** WORK ORDER **
Note every line in the entries that contains the string "ridge", and copy it.

------------------------------------------------------------------------

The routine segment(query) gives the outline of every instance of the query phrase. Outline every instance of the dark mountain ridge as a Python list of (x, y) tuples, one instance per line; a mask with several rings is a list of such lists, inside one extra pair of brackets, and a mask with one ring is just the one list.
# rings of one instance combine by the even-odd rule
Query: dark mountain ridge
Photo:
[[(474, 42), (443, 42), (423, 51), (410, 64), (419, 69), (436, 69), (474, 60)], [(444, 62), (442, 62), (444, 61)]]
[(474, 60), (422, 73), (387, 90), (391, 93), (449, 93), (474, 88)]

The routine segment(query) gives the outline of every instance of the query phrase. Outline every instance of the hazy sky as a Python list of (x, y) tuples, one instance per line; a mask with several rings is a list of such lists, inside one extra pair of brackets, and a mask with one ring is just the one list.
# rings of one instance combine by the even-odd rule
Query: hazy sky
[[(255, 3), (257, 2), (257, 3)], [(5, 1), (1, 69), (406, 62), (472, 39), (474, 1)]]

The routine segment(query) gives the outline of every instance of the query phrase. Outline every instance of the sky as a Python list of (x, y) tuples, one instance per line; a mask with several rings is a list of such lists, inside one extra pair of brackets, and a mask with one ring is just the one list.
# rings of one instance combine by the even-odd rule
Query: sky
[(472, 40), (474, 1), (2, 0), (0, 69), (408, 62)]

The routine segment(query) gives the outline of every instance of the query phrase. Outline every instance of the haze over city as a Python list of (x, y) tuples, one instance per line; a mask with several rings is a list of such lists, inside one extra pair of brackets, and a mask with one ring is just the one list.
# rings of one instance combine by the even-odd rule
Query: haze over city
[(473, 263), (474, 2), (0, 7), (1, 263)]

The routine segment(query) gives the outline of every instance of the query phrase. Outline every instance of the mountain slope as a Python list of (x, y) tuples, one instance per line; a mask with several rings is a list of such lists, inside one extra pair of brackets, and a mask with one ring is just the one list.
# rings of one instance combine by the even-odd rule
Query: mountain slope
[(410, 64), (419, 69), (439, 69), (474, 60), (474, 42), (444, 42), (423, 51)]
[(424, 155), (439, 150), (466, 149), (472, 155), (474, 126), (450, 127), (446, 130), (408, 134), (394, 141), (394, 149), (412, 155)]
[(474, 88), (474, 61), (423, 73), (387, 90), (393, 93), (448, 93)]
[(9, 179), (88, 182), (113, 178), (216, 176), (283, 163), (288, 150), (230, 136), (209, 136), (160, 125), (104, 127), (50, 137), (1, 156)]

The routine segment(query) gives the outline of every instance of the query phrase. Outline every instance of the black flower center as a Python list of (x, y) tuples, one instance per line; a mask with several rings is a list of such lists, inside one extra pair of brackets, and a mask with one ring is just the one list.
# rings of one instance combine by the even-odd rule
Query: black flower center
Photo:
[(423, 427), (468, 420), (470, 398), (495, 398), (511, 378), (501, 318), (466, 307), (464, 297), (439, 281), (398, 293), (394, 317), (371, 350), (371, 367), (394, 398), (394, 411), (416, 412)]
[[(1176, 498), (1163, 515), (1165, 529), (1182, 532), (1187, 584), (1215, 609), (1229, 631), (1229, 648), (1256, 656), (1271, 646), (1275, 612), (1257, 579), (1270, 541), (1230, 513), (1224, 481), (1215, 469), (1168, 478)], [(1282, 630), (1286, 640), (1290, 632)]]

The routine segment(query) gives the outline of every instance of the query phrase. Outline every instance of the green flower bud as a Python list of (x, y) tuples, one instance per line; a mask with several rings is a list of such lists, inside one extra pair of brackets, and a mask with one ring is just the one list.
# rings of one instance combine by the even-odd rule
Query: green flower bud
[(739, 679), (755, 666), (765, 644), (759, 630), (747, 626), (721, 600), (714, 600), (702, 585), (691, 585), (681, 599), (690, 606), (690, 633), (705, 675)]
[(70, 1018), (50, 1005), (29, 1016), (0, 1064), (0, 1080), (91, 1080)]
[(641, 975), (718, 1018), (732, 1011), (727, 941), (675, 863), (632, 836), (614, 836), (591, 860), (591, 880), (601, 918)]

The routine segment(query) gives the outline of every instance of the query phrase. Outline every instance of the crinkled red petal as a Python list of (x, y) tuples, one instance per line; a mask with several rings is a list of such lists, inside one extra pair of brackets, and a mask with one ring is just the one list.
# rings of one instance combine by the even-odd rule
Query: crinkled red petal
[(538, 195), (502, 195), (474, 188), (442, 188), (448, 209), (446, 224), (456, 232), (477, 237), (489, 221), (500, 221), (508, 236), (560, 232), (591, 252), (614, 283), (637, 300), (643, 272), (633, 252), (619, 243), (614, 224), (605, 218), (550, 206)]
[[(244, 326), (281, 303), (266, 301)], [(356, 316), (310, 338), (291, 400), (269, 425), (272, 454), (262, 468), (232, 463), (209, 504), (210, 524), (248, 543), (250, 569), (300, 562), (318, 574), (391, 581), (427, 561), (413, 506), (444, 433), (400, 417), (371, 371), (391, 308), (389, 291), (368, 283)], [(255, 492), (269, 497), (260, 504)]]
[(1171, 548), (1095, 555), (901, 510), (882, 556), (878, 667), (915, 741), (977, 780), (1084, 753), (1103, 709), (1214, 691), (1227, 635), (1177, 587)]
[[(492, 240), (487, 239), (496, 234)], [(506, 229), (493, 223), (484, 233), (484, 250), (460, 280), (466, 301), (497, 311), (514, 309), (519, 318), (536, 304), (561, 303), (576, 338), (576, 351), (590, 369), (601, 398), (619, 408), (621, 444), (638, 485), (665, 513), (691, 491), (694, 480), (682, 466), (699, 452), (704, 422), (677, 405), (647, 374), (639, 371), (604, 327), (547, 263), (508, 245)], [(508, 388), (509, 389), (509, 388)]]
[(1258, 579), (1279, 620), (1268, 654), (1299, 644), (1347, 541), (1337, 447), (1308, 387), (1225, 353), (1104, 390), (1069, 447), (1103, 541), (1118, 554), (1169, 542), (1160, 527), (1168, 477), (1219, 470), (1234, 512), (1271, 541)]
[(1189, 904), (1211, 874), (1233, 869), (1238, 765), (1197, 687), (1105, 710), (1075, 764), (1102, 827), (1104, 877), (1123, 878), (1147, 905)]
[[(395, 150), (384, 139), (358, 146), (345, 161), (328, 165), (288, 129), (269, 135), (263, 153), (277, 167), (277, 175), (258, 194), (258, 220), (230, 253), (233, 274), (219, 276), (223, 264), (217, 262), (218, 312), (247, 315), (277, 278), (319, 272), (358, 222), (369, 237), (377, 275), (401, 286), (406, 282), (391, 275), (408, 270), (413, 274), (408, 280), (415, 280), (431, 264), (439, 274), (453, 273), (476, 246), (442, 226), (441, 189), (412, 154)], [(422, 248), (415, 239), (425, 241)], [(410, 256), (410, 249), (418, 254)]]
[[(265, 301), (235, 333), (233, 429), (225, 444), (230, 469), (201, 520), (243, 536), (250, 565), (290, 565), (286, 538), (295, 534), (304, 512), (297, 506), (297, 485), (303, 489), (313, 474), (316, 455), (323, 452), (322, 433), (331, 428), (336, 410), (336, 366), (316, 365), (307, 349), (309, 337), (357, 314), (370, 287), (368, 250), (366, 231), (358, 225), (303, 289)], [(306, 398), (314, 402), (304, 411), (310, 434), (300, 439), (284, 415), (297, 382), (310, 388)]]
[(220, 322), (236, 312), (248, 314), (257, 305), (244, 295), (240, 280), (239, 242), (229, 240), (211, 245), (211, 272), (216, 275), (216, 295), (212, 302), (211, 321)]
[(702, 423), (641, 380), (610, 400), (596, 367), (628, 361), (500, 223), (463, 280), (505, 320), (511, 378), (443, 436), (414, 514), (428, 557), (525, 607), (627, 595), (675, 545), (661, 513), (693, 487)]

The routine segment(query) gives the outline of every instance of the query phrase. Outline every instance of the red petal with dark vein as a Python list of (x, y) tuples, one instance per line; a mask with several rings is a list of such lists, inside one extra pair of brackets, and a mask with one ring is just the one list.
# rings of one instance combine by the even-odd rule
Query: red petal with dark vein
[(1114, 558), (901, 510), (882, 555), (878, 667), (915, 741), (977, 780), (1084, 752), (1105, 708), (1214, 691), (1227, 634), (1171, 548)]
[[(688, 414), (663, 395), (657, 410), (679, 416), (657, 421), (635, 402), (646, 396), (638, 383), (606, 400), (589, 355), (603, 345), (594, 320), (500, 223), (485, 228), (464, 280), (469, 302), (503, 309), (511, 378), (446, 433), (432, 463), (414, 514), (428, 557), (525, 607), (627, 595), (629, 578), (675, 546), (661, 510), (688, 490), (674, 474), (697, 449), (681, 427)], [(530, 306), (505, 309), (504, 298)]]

------------------------------------------------------------------------

** EXERCISE OUTPUT **
The routine segment(query) gives the outline of every instance of the query phrase. Outline every instance of the dark mountain ridge as a Python list of (x, y) tuples, one instance per line; a mask with several rings is a list of such lists, inside one extra pair of brackets, and a mask with one ring is just the one list.
Query: dark mountain ridge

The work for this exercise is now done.